*CHALLENGE:*
Please arrange every row below as a numbered list, leaving out any blank lines.

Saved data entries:
=-=-=

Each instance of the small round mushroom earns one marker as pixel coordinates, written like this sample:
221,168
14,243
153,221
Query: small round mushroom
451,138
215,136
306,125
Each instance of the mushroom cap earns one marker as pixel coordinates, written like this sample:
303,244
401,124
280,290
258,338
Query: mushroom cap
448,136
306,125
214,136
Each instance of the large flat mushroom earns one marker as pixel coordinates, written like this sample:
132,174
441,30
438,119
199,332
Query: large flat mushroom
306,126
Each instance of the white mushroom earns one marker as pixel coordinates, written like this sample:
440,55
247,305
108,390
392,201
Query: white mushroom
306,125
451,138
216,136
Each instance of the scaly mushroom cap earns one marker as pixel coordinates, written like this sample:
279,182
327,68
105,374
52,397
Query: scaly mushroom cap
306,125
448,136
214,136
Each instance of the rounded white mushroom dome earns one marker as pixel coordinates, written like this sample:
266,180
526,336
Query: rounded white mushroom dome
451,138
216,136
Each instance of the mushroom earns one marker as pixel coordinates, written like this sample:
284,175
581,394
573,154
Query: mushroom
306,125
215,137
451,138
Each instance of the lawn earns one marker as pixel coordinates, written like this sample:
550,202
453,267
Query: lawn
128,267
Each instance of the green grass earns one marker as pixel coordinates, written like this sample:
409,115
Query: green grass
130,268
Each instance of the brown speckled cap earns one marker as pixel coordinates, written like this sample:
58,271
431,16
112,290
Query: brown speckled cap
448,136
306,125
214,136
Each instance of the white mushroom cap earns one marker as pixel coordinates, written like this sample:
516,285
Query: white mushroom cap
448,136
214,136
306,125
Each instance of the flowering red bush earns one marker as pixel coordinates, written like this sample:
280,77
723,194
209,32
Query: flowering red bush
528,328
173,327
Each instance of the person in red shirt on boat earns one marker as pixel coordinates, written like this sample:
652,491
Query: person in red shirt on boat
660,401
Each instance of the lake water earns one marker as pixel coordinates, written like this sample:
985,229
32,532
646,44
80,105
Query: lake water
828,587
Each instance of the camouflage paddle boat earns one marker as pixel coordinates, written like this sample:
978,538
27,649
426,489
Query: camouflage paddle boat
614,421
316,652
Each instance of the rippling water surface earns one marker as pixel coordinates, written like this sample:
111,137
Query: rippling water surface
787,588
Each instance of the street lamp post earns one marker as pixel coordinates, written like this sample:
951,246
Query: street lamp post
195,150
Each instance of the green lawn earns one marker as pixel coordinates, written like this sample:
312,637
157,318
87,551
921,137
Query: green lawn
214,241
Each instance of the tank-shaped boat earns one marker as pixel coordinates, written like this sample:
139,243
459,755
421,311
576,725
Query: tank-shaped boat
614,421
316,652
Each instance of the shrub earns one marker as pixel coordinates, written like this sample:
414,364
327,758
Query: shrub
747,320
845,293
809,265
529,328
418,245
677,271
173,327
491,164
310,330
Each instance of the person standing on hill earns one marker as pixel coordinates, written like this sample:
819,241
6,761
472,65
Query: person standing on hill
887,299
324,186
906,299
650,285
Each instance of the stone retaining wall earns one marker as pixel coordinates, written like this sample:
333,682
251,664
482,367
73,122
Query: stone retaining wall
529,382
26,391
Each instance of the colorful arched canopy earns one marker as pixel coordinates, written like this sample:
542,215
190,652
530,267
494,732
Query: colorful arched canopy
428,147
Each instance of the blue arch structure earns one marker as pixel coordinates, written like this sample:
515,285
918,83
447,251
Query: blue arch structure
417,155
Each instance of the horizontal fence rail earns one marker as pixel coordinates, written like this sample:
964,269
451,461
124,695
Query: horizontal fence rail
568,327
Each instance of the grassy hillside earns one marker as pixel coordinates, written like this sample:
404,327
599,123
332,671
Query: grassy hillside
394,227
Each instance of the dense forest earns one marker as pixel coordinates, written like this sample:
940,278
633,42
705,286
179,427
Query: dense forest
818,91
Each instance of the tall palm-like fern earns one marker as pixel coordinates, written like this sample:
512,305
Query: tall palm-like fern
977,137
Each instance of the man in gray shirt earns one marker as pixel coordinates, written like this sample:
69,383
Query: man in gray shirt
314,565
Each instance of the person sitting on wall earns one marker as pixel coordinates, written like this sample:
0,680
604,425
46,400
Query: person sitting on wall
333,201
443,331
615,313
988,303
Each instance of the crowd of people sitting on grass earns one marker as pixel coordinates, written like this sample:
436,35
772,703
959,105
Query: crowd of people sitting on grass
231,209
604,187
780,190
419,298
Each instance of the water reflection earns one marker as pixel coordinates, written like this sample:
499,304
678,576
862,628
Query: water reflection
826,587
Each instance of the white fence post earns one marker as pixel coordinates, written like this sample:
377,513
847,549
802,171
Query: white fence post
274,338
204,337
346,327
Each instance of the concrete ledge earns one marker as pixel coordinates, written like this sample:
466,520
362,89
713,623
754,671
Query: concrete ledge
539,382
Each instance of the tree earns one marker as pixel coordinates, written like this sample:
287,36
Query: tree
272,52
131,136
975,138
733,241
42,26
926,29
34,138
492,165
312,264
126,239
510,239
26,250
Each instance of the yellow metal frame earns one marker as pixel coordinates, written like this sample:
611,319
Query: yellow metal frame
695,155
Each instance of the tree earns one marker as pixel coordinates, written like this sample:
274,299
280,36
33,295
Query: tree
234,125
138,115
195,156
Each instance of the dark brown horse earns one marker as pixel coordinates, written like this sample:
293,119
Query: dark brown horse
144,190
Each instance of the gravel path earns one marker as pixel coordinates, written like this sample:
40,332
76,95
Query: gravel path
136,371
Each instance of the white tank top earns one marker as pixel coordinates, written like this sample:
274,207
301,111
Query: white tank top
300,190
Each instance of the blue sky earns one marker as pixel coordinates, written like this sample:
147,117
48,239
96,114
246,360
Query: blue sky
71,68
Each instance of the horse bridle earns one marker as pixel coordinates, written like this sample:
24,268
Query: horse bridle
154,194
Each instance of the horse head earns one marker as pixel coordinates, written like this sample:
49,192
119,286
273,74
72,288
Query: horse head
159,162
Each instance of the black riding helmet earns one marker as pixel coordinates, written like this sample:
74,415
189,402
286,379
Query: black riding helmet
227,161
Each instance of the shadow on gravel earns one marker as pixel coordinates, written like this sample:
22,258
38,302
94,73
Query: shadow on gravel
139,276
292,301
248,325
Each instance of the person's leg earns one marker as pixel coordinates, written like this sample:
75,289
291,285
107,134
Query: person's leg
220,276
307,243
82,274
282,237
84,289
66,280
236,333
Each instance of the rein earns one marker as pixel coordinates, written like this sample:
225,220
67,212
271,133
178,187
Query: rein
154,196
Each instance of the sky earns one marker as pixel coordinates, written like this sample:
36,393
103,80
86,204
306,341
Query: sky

=-=-=

*TASK SOLUTION:*
1. Each instance of the small round mushroom earns one marker as pixel coordinates, written like this sample:
2. 221,168
3. 14,243
4. 153,221
5. Query: small round mushroom
6. 451,138
7. 215,136
8. 306,125
9. Each instance of the mushroom cap earns one marker as pixel coordinates, written like this sample:
10. 303,244
11. 401,124
12. 280,290
13. 258,338
14. Query: mushroom cap
15. 448,136
16. 306,125
17. 214,136
18. Each instance of the large flat mushroom earns one marker as pixel coordinates, written like this sample:
19. 132,174
20. 441,30
21. 438,119
22. 199,332
23. Query: large flat mushroom
24. 306,126
25. Each instance of the white mushroom earns one marker as pixel coordinates, written like this sample:
26. 440,55
27. 247,305
28. 108,390
29. 392,201
30. Query: white mushroom
31. 306,125
32. 451,138
33. 216,136
34. Each instance of the scaly mushroom cap earns one marker as pixel coordinates, written like this sample:
35. 279,182
36. 327,68
37. 105,374
38. 52,397
39. Query: scaly mushroom cap
40. 306,125
41. 448,136
42. 214,136
43. Each instance of the rounded white mushroom dome earns one marker as pixel coordinates, written like this sample:
44. 266,180
45. 526,336
46. Query: rounded white mushroom dome
47. 451,138
48. 216,136
49. Each instance of the mushroom earns one marker as pixel coordinates, written like this sample:
50. 284,175
51. 581,394
52. 573,154
53. Query: mushroom
54. 306,125
55. 215,137
56. 451,138
57. Each instance of the lawn earns one marker as pixel coordinates, written like this sample:
58. 550,202
59. 453,267
60. Query: lawn
61. 128,267
62. Each instance of the green grass earns one marker as pixel coordinates, written like this sample:
63. 409,115
64. Query: green grass
65. 130,268
66. Each instance of the brown speckled cap earns one marker as pixel coordinates, written like this sample:
67. 58,271
68. 431,16
69. 112,290
70. Query: brown speckled cap
71. 448,136
72. 306,125
73. 214,136
74. Each instance of the white mushroom cap earns one marker as pixel coordinates, written like this sample:
75. 516,285
76. Query: white mushroom cap
77. 448,136
78. 214,136
79. 306,125
80. Each instance of the flowering red bush earns one marker as pixel coordinates, written like this sample:
81. 280,77
82. 723,194
83. 209,32
84. Query: flowering red bush
85. 528,328
86. 173,327
87. Each instance of the person in red shirt on boat earns one marker as pixel coordinates, written like this sample:
88. 652,491
89. Query: person in red shirt on boat
90. 660,401
91. Each instance of the lake water earns one marker as pixel coordinates, written like this sample:
92. 985,229
93. 32,532
94. 646,44
95. 80,105
96. Query: lake water
97. 828,587
98. Each instance of the camouflage paddle boat earns one marker as pixel coordinates, written like this sample:
99. 978,538
100. 27,649
101. 426,489
102. Query: camouflage paddle boat
103. 614,421
104. 316,652
105. Each instance of the rippling water surface earns one marker as pixel coordinates, written like this sample:
106. 111,137
107. Query: rippling water surface
108. 787,588
109. Each instance of the street lamp post earns one marker as pixel coordinates, written like this sample:
110. 951,246
111. Query: street lamp post
112. 195,150
113. Each instance of the green lawn earns one marker as pixel coordinates, written like this sample:
114. 312,637
115. 157,318
116. 87,551
117. 921,137
118. Query: green lawn
119. 214,241
120. Each instance of the tank-shaped boat earns one marker as pixel coordinates, written like this sample:
121. 139,243
122. 459,755
123. 421,311
124. 576,725
125. Query: tank-shaped boat
126. 614,421
127. 316,652
128. Each instance of the shrub earns one marker as pixel coordinates, written like this sample:
129. 414,364
130. 327,758
131. Query: shrub
132. 747,320
133. 845,293
134. 809,265
135. 529,328
136. 418,245
137. 677,271
138. 173,327
139. 491,164
140. 310,330
141. Each instance of the person standing on hill earns one marker as pixel coordinates, written like this sample:
142. 819,241
143. 6,761
144. 472,65
145. Query: person standing on hill
146. 887,299
147. 324,186
148. 906,299
149. 650,285
150. Each instance of the stone retaining wall earns one marker as pixel coordinates, written like this sample:
151. 333,682
152. 251,664
153. 482,367
154. 73,122
155. Query: stone retaining wall
156. 529,382
157. 26,391
158. Each instance of the colorful arched canopy earns one marker as pixel coordinates, written like this sample:
159. 542,215
160. 190,652
161. 530,267
162. 494,732
163. Query: colorful arched canopy
164. 428,147
165. Each instance of the blue arch structure earns one marker as pixel coordinates, written like this sample:
166. 515,285
167. 918,83
168. 447,251
169. Query: blue arch structure
170. 417,155
171. Each instance of the horizontal fence rail earns one marker as pixel coordinates, written like this sample:
172. 964,269
173. 451,461
174. 124,695
175. Query: horizontal fence rail
176. 568,327
177. Each instance of the grassy hillside earns one marker as pixel coordinates, written like this sample:
178. 404,327
179. 599,123
180. 332,671
181. Query: grassy hillside
182. 394,227
183. Each instance of the dense forest earns one marker as pixel coordinates, written like this sample:
184. 940,278
185. 633,42
186. 705,286
187. 179,427
188. Query: dense forest
189. 818,91
190. Each instance of the tall palm-like fern earns one marker as pixel coordinates, written like this sample:
191. 512,305
192. Query: tall palm-like fern
193. 977,137
194. Each instance of the man in gray shirt earns one marker as pixel coordinates, written like this sample:
195. 69,383
196. Query: man in gray shirt
197. 314,565
198. Each instance of the person sitting on wall earns one marker as pixel coordinates, written like this sample:
199. 0,680
200. 604,425
201. 46,400
202. Query: person sitting on wall
203. 333,201
204. 443,331
205. 615,313
206. 988,303
207. Each instance of the crowd of people sitting on grass earns one marker as pixel coordinates, written like this sample:
208. 436,35
209. 772,703
210. 959,105
211. Query: crowd of people sitting on grass
212. 231,209
213. 604,187
214. 780,190
215. 419,298
216. Each instance of the water reflection earns one marker as pixel coordinates, written like this sample:
217. 499,304
218. 678,576
219. 862,628
220. Query: water reflection
221. 826,587
222. Each instance of the white fence post earns one marker as pixel coordinates, written like this sample:
223. 377,513
224. 847,549
225. 802,171
226. Query: white fence post
227. 274,338
228. 204,337
229. 346,327
230. Each instance of the concrete ledge earns one marker as pixel coordinates, written like this sample:
231. 466,520
232. 362,89
233. 713,623
234. 754,671
235. Query: concrete ledge
236. 539,382
237. Each instance of the tree earns one marker as pixel coordinates, written like this sample:
238. 287,36
239. Query: tree
240. 272,52
241. 131,136
242. 975,138
243. 733,241
244. 42,26
245. 926,29
246. 34,138
247. 492,165
248. 312,264
249. 126,239
250. 510,239
251. 26,250
252. Each instance of the yellow metal frame earns one marker as pixel coordinates, written like this sample:
253. 611,319
254. Query: yellow metal frame
255. 695,155
256. Each instance of the tree earns one marker as pixel coordinates, written like this sample:
257. 274,299
258. 280,36
259. 33,295
260. Query: tree
261. 234,125
262. 138,115
263. 195,156
264. Each instance of the dark brown horse earns one marker as pixel coordinates, written like this sample:
265. 293,119
266. Query: dark brown horse
267. 144,190
268. Each instance of the gravel path earns one marker as pixel coordinates, written like this sample:
269. 40,332
270. 76,95
271. Query: gravel path
272. 136,371
273. Each instance of the white tank top earns one marker as pixel coordinates, written like this sample:
274. 274,207
275. 301,111
276. Query: white tank top
277. 300,190
278. Each instance of the blue sky earns one marker as pixel coordinates, written like this sample:
279. 147,117
280. 48,239
281. 96,114
282. 246,360
283. Query: blue sky
284. 71,68
285. Each instance of the horse bridle earns one marker as pixel coordinates, written like this sample:
286. 24,268
287. Query: horse bridle
288. 154,194
289. Each instance of the horse head earns one marker as pixel coordinates, written like this sample:
290. 49,192
291. 119,286
292. 273,74
293. 72,288
294. Query: horse head
295. 159,162
296. Each instance of the black riding helmet earns one marker as pixel coordinates, written like this sample:
297. 74,415
298. 189,402
299. 286,379
300. Query: black riding helmet
301. 227,161
302. Each instance of the shadow on gravel earns one marker as pixel coordinates, written like this sample:
303. 22,258
304. 38,302
305. 94,73
306. Query: shadow on gravel
307. 139,276
308. 292,301
309. 248,325
310. Each instance of the person's leg earns one marker as pixel coordinates, written like this sample:
311. 75,289
312. 291,285
313. 107,134
314. Query: person's leg
315. 220,276
316. 307,243
317. 82,274
318. 282,237
319. 84,289
320. 66,280
321. 236,333
322. Each instance of the rein earns one marker as pixel coordinates, written like this sample:
323. 225,220
324. 67,212
325. 271,133
326. 178,187
327. Query: rein
328. 154,196
329. Each instance of the sky earns one marker as pixel coordinates, written like this sample:
330. 36,393
331. 103,80
332. 86,204
333. 306,341
334. Query: sky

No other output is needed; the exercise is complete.